AIM OF THE TASK:
Output every line of the data below as a Markdown table with the columns Row and Line, numbering the rows in order and leaving out blank lines.

MATERIAL PROVIDED:
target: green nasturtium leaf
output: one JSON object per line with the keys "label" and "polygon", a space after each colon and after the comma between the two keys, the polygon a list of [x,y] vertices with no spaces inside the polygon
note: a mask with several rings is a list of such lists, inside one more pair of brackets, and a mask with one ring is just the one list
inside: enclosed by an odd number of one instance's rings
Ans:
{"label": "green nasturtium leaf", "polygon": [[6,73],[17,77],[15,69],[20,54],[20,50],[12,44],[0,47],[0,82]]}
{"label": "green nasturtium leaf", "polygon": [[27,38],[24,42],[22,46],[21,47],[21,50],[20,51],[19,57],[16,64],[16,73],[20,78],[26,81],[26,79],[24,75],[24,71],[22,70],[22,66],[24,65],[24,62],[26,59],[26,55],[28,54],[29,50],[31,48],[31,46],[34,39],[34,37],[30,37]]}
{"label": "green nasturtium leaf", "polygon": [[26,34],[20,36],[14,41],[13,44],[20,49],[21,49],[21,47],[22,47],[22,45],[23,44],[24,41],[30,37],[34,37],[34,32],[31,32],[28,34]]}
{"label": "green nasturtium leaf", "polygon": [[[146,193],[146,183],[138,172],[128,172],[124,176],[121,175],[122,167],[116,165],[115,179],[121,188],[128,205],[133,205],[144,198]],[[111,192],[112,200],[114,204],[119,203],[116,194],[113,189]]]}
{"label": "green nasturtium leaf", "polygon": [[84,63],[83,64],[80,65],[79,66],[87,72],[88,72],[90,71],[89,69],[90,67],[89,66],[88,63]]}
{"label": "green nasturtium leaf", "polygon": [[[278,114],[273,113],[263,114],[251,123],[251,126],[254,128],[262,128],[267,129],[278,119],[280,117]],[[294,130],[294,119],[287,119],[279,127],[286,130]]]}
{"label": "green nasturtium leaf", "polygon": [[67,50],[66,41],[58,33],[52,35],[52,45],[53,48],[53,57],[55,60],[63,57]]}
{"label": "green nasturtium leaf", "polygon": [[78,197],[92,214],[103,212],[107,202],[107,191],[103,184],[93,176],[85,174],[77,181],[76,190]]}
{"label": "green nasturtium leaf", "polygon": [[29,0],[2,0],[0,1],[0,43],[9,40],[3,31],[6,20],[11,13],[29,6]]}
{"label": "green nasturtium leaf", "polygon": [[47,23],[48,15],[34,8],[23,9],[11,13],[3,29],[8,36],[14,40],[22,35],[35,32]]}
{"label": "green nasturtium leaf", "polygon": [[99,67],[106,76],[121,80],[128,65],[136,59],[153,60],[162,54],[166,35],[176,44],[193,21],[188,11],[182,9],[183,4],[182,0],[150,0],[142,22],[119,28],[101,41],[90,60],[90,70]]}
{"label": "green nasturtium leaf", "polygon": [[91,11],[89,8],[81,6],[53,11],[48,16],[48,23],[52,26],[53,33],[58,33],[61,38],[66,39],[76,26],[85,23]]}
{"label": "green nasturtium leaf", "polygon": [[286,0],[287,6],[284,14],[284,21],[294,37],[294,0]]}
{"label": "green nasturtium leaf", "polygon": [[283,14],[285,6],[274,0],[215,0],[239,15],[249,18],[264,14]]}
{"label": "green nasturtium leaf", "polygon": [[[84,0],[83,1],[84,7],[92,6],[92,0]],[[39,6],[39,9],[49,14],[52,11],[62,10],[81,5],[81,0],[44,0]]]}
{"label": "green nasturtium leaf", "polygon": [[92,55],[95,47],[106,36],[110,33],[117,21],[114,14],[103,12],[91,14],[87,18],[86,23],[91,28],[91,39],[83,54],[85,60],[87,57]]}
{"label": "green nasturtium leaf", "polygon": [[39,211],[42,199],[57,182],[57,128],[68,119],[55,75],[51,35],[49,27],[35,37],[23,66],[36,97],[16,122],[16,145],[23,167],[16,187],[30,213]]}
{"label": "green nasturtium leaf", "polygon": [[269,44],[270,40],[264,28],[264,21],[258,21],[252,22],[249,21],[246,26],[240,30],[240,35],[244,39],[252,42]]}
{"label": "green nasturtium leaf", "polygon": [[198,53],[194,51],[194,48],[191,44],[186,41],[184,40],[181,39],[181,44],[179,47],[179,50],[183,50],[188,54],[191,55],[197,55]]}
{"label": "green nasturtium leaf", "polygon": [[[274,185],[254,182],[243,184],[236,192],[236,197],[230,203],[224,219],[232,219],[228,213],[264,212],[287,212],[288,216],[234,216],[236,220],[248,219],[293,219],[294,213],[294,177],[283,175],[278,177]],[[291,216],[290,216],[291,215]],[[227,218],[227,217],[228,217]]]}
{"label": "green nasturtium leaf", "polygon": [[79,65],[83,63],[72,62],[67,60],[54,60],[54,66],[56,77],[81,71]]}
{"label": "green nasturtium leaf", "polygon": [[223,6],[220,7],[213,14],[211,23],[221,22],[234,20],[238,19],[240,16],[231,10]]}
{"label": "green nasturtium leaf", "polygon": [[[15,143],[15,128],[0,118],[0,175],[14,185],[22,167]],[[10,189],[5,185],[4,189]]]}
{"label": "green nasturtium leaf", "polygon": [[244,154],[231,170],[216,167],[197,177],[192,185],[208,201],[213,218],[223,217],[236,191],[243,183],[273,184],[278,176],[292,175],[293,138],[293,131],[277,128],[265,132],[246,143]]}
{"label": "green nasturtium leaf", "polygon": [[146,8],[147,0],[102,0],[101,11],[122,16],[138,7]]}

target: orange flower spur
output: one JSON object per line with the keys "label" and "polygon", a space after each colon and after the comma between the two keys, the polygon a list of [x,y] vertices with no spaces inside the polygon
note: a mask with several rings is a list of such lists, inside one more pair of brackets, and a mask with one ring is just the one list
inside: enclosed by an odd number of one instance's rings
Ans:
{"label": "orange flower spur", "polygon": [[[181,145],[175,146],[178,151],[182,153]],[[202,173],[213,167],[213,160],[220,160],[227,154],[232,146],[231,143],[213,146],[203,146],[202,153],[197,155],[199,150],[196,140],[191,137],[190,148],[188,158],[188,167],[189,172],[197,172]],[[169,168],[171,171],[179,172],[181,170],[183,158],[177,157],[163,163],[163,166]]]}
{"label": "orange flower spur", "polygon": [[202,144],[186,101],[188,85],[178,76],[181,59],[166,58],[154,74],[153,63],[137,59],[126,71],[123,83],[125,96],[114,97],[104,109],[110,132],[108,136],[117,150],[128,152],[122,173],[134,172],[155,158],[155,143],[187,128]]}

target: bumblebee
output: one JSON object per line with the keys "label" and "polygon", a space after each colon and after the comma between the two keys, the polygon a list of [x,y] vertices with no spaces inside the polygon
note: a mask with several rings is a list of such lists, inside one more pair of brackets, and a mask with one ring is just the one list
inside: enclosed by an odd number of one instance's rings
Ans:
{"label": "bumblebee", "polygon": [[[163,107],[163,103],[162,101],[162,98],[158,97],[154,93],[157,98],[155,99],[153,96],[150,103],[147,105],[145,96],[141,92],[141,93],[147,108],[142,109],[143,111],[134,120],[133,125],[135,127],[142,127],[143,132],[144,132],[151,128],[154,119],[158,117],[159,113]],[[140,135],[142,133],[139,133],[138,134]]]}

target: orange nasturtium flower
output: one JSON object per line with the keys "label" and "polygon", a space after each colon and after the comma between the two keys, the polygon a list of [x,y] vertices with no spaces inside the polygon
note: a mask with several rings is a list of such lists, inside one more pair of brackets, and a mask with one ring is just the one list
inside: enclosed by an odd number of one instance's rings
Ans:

THE RESULT:
| Row | Line |
|---|---|
| 1 | target: green nasturtium leaf |
| 2 | output: one JSON object per line with the keys "label" and "polygon", a space after each colon and after the comma between the two keys, the polygon a list of [x,y] vertices with no spaces inside the polygon |
| 3 | note: a mask with several rings is a list of such lists, inside one more pair of brackets, and a mask with one ring is just the one list |
| 4 | inside: enclosed by an odd number of one instance's rings |
| 5 | Ans: |
| 6 | {"label": "green nasturtium leaf", "polygon": [[6,73],[17,77],[15,69],[20,54],[20,50],[12,44],[0,47],[0,82]]} |
| 7 | {"label": "green nasturtium leaf", "polygon": [[27,38],[24,42],[22,46],[21,47],[21,50],[20,51],[19,57],[16,64],[16,73],[20,78],[26,81],[26,79],[24,75],[24,71],[22,70],[22,66],[24,65],[24,62],[26,59],[26,55],[28,54],[29,50],[31,48],[31,46],[34,39],[34,37],[30,37]]} |
| 8 | {"label": "green nasturtium leaf", "polygon": [[26,34],[20,36],[14,41],[13,44],[20,49],[21,49],[21,47],[22,47],[22,45],[23,44],[24,41],[30,37],[34,37],[34,32],[31,32],[28,34]]} |
| 9 | {"label": "green nasturtium leaf", "polygon": [[[146,193],[146,183],[138,172],[128,172],[124,176],[121,175],[122,167],[116,165],[115,179],[121,188],[128,205],[133,205],[144,198]],[[111,192],[112,200],[114,204],[119,203],[116,194],[113,189]]]} |
| 10 | {"label": "green nasturtium leaf", "polygon": [[84,63],[83,64],[80,65],[79,66],[87,72],[88,72],[90,71],[89,69],[90,67],[89,66],[88,63]]} |
| 11 | {"label": "green nasturtium leaf", "polygon": [[[278,114],[273,113],[263,114],[251,123],[251,126],[254,128],[262,128],[267,129],[278,119],[280,117]],[[294,130],[294,119],[287,119],[279,127],[286,130]]]} |
| 12 | {"label": "green nasturtium leaf", "polygon": [[67,50],[66,41],[58,33],[52,35],[52,45],[53,48],[53,57],[55,60],[63,57]]} |
| 13 | {"label": "green nasturtium leaf", "polygon": [[78,197],[92,214],[103,212],[107,202],[107,191],[103,184],[93,176],[85,174],[77,181],[76,190]]} |
| 14 | {"label": "green nasturtium leaf", "polygon": [[29,0],[2,0],[0,1],[0,43],[9,40],[3,31],[6,20],[11,13],[29,6]]} |
| 15 | {"label": "green nasturtium leaf", "polygon": [[47,23],[48,15],[34,8],[23,9],[11,13],[3,29],[8,36],[14,40],[22,35],[35,32]]} |
| 16 | {"label": "green nasturtium leaf", "polygon": [[99,67],[106,76],[121,80],[128,65],[136,59],[153,60],[162,54],[166,35],[176,44],[193,21],[188,11],[182,9],[183,4],[182,0],[150,0],[142,22],[119,28],[101,41],[90,60],[90,70]]} |
| 17 | {"label": "green nasturtium leaf", "polygon": [[91,11],[89,8],[81,6],[53,11],[48,16],[48,23],[52,26],[53,33],[58,33],[61,38],[66,39],[76,26],[85,23]]} |
| 18 | {"label": "green nasturtium leaf", "polygon": [[286,0],[287,6],[284,14],[284,21],[294,37],[294,0]]} |
| 19 | {"label": "green nasturtium leaf", "polygon": [[283,14],[285,6],[274,0],[215,0],[239,15],[249,18],[264,14]]} |
| 20 | {"label": "green nasturtium leaf", "polygon": [[[84,0],[83,1],[84,7],[92,6],[92,0]],[[39,6],[39,9],[49,14],[52,11],[62,10],[81,5],[81,0],[44,0]]]} |
| 21 | {"label": "green nasturtium leaf", "polygon": [[92,55],[95,47],[106,36],[110,33],[117,21],[114,14],[103,12],[91,14],[87,18],[86,23],[91,28],[91,39],[83,54],[85,60],[87,57]]} |
| 22 | {"label": "green nasturtium leaf", "polygon": [[39,211],[42,199],[57,182],[57,128],[68,119],[55,75],[51,35],[49,27],[35,37],[23,66],[36,97],[16,122],[16,145],[23,167],[16,187],[30,213]]} |
| 23 | {"label": "green nasturtium leaf", "polygon": [[269,44],[270,40],[264,28],[264,21],[258,21],[252,22],[249,21],[246,26],[240,30],[240,35],[244,39],[252,42]]} |
| 24 | {"label": "green nasturtium leaf", "polygon": [[198,53],[194,51],[194,48],[191,44],[186,41],[184,40],[181,39],[181,44],[179,47],[179,50],[183,50],[188,54],[191,55],[197,55]]} |
| 25 | {"label": "green nasturtium leaf", "polygon": [[[274,185],[254,182],[243,184],[236,192],[236,197],[230,203],[224,219],[232,219],[228,213],[264,212],[287,212],[288,216],[234,216],[236,220],[248,219],[293,219],[294,213],[294,177],[283,175],[278,177]],[[291,216],[290,216],[291,215]],[[227,218],[227,217],[228,217]]]} |
| 26 | {"label": "green nasturtium leaf", "polygon": [[79,65],[83,63],[72,62],[67,60],[54,60],[54,66],[56,77],[81,71]]} |
| 27 | {"label": "green nasturtium leaf", "polygon": [[223,6],[220,7],[213,14],[211,23],[221,22],[234,20],[238,19],[240,16],[231,10]]} |
| 28 | {"label": "green nasturtium leaf", "polygon": [[[15,143],[15,128],[0,118],[0,175],[14,185],[22,167]],[[10,189],[5,185],[4,189]]]} |
| 29 | {"label": "green nasturtium leaf", "polygon": [[244,154],[231,170],[216,167],[197,177],[192,185],[208,201],[213,218],[223,217],[236,191],[243,183],[273,184],[278,176],[292,175],[293,138],[293,131],[277,128],[265,132],[246,143]]} |
| 30 | {"label": "green nasturtium leaf", "polygon": [[146,8],[147,0],[102,0],[101,11],[122,16],[138,7]]} |
| 31 | target: orange flower spur |
| 32 | output: one JSON object per line with the keys "label" and "polygon", a space after each colon and after the comma between the two keys, the polygon a list of [x,y] vertices with no spaces inside the polygon |
| 33 | note: a mask with several rings is a list of such lists, inside one more pair of brackets, and a mask with one ring is just the one list |
| 34 | inside: enclosed by an odd number of one instance's rings |
| 35 | Ans: |
| 36 | {"label": "orange flower spur", "polygon": [[[181,145],[175,146],[178,151],[182,153]],[[202,173],[213,167],[213,160],[220,160],[227,154],[232,146],[231,143],[213,146],[203,146],[202,153],[197,155],[199,150],[196,140],[191,137],[190,148],[188,158],[188,167],[189,172],[197,172]],[[169,168],[171,171],[179,172],[181,170],[183,158],[177,157],[163,163],[163,166]]]} |
| 37 | {"label": "orange flower spur", "polygon": [[202,144],[186,101],[188,85],[178,76],[181,59],[166,58],[154,74],[153,63],[137,59],[126,71],[123,83],[125,96],[114,97],[104,109],[110,132],[108,136],[117,150],[128,152],[122,173],[134,172],[155,158],[155,143],[187,128]]} |
| 38 | target: bumblebee |
| 39 | output: one JSON object per line with the keys "label" and "polygon", a space after each colon and after the comma between the two keys, the polygon a list of [x,y] vertices with no spaces inside the polygon |
| 40 | note: a mask with several rings is a list of such lists, inside one more pair of brackets, and a mask with one ring is just the one list |
| 41 | inside: enclosed by an odd number of one instance's rings |
| 42 | Ans: |
| 43 | {"label": "bumblebee", "polygon": [[[163,107],[163,103],[162,101],[162,98],[158,97],[154,93],[157,98],[155,99],[153,96],[150,103],[147,105],[145,96],[141,92],[141,93],[147,108],[142,109],[143,111],[134,120],[133,125],[135,127],[142,127],[143,132],[144,132],[151,128],[154,119],[158,117],[159,113]],[[140,135],[142,133],[139,133],[138,134]]]} |
| 44 | target: orange nasturtium flower |
| 45 | output: one JSON object per line with the keys "label" and "polygon", a space after each colon and after the comma between the two keys, the polygon a list of [x,y] vertices with no spaces inside the polygon |
| 46 | note: a mask with several rings is a list of such lists, inside one more pair of brackets, and a mask with one ring is just the one list |
| 47 | inside: enclosed by an odd number of one instance's rings |
| 48 | Ans: |